# PASSAGE TO READ:

## START

Aussie tilt for Citroen Dispatch, Peugeot Expert

BY HAITHAM RAZAGUI | 31st Mar 2016


AUSTRALIAN Peugeot and Citroen importer Sime Darby is in talks with the French factory to determine whether it will bring the just-revealed, technology-packed Citroen Jumpy (known in English-speaking markets as Dispatch) and Peugeot Expert mid-size vans to this market.

Last year Sime Darby stopped selling commercial vehicles in Australia under the Peugeot brand, leaving Citroen with the small Berlingo van as the sole commercial offering in its range and leading to speculation that in future, Citroen alone would carry the PSA commercial vehicle flag in Australia.

However, Peugeot’s success in entering the Australian fleet market late last year in deals with supermarket chain Woolworths and cosmetics brand Nutrimetics may put the brand back in the game for commercial vehicles.

Sime Darby Motors Group PR and communications manager Tyson Bowen told GoAuto that the cessation of local Peugeot commercial vehicle sales was the company “stepping back and looking at the big picture of what both brands needed to offer in Australia and how the model line-ups will be structured”.

“These two vehicles (Dispatch and Express) form part of that and it will depend on both our discussions with PSA and what we believe is best for both brands locally,” he said.

## END

# TASKS FOR THIS EXERCISE:
(a) How would you restate the paragraph of the van article that begins "Last year Sime Darby stopped" as a short list that keeps its main facts?
(b) Can you give the van article again from "AUSTRALIAN Peugeot and" to "for commercial vehicles.", renaming "Berlingo" as "Nemo"?
(c) Can you go on with the article about the Citroen and Peugeot vans from the point where it stops?

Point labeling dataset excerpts
## START

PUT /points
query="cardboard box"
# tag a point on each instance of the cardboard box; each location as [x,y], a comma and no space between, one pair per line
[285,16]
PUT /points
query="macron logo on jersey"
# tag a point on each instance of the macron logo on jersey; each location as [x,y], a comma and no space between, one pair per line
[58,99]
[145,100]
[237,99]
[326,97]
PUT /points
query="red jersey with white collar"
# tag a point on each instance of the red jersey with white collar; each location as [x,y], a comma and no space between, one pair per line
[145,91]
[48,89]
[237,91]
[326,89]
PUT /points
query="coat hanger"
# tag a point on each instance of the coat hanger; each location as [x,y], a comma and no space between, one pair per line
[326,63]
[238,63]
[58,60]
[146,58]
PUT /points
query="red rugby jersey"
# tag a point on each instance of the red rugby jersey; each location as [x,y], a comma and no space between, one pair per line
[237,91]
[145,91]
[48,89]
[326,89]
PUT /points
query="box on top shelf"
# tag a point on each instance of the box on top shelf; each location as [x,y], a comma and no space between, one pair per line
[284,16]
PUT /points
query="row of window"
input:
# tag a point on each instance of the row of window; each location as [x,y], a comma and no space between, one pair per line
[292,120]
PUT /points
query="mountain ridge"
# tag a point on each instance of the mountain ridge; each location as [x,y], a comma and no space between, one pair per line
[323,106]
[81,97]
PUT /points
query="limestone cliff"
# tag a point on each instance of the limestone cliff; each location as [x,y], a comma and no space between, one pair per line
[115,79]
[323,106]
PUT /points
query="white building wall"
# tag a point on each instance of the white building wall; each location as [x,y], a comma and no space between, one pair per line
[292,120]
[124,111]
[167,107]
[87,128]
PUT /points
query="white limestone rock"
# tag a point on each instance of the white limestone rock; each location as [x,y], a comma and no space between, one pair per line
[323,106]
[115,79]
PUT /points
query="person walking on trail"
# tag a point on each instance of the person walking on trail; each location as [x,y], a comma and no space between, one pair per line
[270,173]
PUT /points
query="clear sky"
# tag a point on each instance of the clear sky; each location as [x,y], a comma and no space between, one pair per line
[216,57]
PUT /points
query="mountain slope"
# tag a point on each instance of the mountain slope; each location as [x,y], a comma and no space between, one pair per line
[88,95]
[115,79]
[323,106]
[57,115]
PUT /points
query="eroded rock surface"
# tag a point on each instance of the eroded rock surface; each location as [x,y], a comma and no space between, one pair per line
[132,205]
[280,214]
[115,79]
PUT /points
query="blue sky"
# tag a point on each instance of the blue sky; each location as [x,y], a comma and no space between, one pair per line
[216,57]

## END
## START

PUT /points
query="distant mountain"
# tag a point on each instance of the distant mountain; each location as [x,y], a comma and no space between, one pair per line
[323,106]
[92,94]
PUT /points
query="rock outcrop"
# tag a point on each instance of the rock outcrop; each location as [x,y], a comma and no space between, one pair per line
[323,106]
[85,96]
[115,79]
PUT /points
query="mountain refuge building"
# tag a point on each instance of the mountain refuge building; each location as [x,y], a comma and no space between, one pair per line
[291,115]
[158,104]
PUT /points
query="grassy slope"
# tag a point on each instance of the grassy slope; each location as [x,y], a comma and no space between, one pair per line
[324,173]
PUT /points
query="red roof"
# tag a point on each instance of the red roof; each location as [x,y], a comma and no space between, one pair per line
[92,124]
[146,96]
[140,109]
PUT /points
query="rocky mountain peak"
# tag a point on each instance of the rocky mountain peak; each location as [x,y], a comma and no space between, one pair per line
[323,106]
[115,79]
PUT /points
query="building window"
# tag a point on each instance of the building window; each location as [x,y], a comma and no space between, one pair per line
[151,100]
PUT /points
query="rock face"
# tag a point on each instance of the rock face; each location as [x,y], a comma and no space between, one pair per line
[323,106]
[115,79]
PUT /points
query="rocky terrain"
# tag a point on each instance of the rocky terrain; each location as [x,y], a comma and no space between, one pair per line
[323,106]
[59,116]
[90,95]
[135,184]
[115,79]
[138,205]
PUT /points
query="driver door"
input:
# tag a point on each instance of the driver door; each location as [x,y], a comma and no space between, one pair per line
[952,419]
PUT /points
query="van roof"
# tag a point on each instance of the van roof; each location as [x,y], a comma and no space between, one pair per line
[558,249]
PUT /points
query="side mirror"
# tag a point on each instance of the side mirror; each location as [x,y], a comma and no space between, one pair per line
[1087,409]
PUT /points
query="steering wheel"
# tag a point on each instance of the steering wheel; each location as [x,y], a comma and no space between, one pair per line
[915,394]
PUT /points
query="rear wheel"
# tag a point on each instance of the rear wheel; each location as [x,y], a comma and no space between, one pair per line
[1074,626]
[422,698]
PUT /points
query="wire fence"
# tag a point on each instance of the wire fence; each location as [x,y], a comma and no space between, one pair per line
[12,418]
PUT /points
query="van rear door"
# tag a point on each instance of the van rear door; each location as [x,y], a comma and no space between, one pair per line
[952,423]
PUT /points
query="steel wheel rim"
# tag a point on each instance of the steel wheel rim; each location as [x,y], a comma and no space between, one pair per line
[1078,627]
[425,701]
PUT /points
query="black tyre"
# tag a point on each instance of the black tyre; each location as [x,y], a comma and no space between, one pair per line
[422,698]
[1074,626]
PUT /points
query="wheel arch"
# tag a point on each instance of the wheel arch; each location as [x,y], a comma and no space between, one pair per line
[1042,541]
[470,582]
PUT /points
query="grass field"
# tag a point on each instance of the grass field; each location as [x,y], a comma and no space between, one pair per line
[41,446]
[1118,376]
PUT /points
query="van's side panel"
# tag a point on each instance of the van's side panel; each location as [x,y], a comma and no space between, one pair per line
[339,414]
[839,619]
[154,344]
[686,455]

## END
## START

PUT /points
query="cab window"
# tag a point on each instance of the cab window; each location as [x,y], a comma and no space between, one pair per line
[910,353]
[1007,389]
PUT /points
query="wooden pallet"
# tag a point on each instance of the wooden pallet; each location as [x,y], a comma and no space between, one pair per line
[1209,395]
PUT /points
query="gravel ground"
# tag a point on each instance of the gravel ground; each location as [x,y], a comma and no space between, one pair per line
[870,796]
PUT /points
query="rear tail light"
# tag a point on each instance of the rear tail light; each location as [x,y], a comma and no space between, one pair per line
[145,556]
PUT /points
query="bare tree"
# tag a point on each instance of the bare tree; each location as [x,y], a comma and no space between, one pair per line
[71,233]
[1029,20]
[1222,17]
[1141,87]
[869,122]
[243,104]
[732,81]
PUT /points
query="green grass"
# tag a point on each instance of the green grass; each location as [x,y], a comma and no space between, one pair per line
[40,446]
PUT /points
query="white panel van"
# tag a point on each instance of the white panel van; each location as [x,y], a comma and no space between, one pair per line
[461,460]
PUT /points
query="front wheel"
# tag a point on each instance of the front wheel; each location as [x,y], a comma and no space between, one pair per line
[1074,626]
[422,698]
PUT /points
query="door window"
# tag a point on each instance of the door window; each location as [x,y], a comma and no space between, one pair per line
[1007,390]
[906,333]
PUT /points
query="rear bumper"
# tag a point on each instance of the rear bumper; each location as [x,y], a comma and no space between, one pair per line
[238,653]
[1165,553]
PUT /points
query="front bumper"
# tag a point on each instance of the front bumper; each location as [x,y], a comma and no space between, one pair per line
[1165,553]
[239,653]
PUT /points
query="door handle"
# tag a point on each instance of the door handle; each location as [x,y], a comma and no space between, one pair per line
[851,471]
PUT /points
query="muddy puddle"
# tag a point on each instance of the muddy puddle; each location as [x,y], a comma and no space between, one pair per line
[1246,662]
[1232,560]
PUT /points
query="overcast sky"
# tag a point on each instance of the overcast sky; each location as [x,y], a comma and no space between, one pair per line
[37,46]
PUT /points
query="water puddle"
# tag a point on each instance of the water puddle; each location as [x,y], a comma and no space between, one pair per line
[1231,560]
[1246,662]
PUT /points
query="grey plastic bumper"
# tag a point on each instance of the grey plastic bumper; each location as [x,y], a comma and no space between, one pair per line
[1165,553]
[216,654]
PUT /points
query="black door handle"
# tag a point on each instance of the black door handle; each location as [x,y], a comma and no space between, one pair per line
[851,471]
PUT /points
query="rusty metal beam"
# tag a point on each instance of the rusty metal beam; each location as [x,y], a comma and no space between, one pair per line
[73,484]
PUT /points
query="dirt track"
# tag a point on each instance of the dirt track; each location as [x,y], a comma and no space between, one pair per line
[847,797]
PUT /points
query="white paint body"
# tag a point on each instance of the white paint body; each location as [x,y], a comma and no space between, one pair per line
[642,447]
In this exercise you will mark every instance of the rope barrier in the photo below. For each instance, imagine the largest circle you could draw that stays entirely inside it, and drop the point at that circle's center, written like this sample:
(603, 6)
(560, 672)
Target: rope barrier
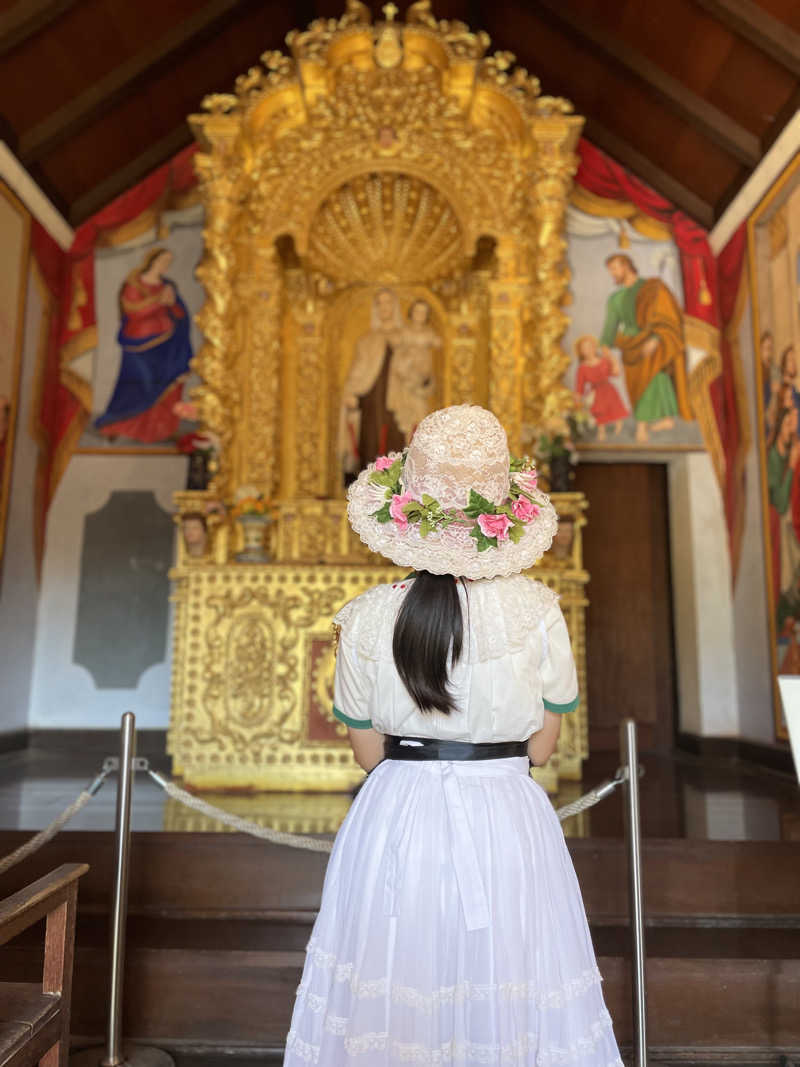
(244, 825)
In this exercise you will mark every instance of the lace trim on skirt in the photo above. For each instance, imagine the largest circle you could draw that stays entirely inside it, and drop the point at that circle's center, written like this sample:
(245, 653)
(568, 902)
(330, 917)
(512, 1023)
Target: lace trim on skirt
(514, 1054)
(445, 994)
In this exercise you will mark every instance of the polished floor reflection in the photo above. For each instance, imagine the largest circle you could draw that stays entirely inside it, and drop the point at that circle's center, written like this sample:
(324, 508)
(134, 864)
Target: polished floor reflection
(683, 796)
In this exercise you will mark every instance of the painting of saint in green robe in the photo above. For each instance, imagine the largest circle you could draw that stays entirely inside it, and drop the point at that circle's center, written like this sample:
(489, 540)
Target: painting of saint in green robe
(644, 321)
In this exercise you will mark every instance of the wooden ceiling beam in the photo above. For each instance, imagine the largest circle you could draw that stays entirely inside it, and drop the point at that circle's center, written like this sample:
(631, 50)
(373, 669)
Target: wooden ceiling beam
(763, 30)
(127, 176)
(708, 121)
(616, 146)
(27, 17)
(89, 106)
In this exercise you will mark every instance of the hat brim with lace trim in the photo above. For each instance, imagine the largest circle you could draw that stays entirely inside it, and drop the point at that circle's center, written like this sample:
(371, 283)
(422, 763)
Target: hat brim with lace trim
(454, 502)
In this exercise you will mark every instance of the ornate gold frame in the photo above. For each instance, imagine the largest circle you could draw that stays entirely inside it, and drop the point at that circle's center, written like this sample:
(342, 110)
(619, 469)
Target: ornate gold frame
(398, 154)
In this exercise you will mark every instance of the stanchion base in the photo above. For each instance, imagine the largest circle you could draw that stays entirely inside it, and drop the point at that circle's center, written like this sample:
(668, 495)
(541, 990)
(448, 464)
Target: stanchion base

## END

# TASK-BY-TASK ANSWERS:
(a)
- Sime Darby stopped selling Peugeot-branded commercial vehicles in Australia last year.
- This left the small Citroen Berlingo van as the only commercial offering in Citroen's range.
- It led to speculation that Citroen alone would carry the PSA commercial vehicle flag in Australia in future.

(b)
AUSTRALIAN Peugeot and Citroen importer Sime Darby is in talks with the French factory to determine whether it will bring the just-revealed, technology-packed Citroen Jumpy (known in English-speaking markets as Dispatch) and Peugeot Expert mid-size vans to this market.

Last year Sime Darby stopped selling commercial vehicles in Australia under the Peugeot brand, leaving Citroen with the small Nemo van as the sole commercial offering in its range and leading to speculation that in future, Citroen alone would carry the PSA commercial vehicle flag in Australia.

However, Peugeot’s success in entering the Australian fleet market late last year in deals with supermarket chain Woolworths and cosmetics brand Nutrimetics may put the brand back in the game for commercial vehicles.

(c)
“That’s not to say both will get it, or that neither will get it or that one will and one won’t – we’re looking at everything at present.” Jointly developed with Toyota, which will sell a version in European markets badged Proace, the Dispatch and Expert vans are based on PSA Peugeot-Citroen’s EMP2 platform that also underpins passenger cars including the Peugeot 308 and Citroen Grand C4 Picasso people-mover.

As such, car-like active safety features are offered, such as adaptive cruise control, blind-spot monitoring, lane-departure warning, collision detection and mitigation with autonomous emergency braking and driver fatigue warning In addition, a sign-reading camera working with the van’s satellite navigation system pre-sets the van’s electronic speed governor to the prevailing limit so it can be activated by the driver with a single button press.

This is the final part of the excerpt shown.